Write out exactly the lines running from the line that includes "Target: soccer ball" to the end of the data, both ends included, and nothing besides.

Saved entries:

[Start of Attachment]

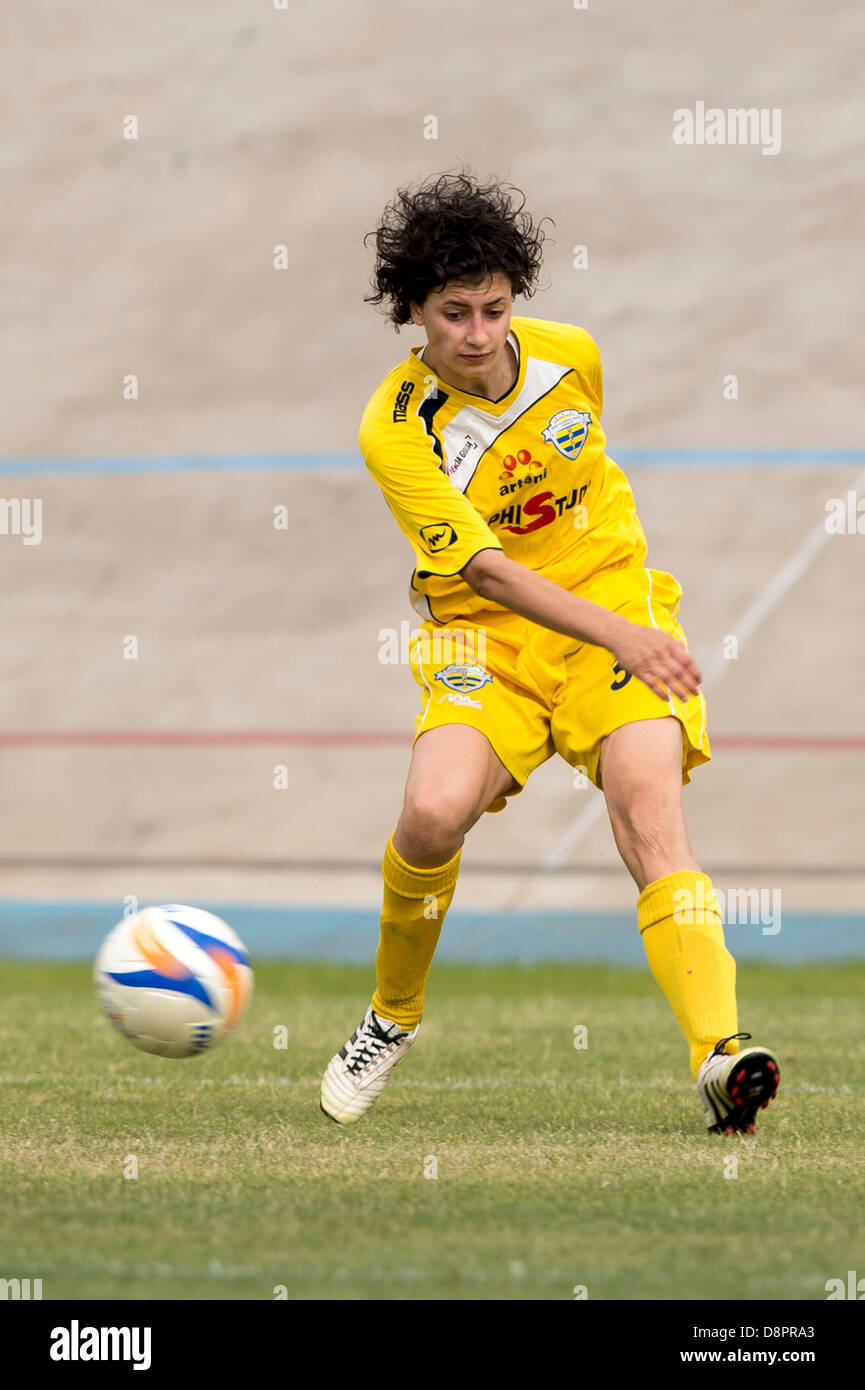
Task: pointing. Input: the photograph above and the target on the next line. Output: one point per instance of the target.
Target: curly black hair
(449, 228)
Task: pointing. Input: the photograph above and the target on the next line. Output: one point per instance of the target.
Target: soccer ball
(173, 980)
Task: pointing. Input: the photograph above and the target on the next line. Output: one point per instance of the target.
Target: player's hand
(658, 659)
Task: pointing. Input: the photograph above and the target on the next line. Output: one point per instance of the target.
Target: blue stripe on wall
(73, 931)
(248, 462)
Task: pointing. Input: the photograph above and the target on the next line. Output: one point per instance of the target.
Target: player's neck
(501, 378)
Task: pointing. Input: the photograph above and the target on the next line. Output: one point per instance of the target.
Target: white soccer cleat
(733, 1086)
(358, 1073)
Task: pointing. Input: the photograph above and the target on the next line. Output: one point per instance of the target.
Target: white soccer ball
(173, 980)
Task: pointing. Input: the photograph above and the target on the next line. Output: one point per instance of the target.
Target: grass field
(556, 1166)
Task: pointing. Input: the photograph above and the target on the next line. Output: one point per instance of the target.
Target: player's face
(466, 330)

[End of Attachment]

◆ TASK OUTPUT
Target: soccer ball
(173, 980)
Task: pointing. Input: the photograph above and the target on the next line. Output: one point per instance of the target.
Target: player's hand
(658, 659)
Task: pointing. Input: the photograph above and the target on the next line. Output: one point per instance of the target.
Target: blue stripe on wall
(73, 931)
(248, 462)
Task: pointing. Input: the photograph above and the target on the next line. Output: one point per instance of the target.
Target: player's neck
(501, 378)
Task: pointing. Input: the photograph above and the target on the next line. Output: one point per instance of the target.
Target: white soccer cleat
(733, 1086)
(358, 1073)
Task: pointing. Input: the photograph above and the target on the next line. Output: one point per instance of the target.
Target: white soccer ball
(173, 980)
Task: pointing. Input: the photograph above and the target on the next line. Output: one point per instance of the target.
Target: grass field
(556, 1166)
Task: pointing. Input: the photograph above and the target on the next line. Output: one point per instance of the target.
Target: player's face
(466, 330)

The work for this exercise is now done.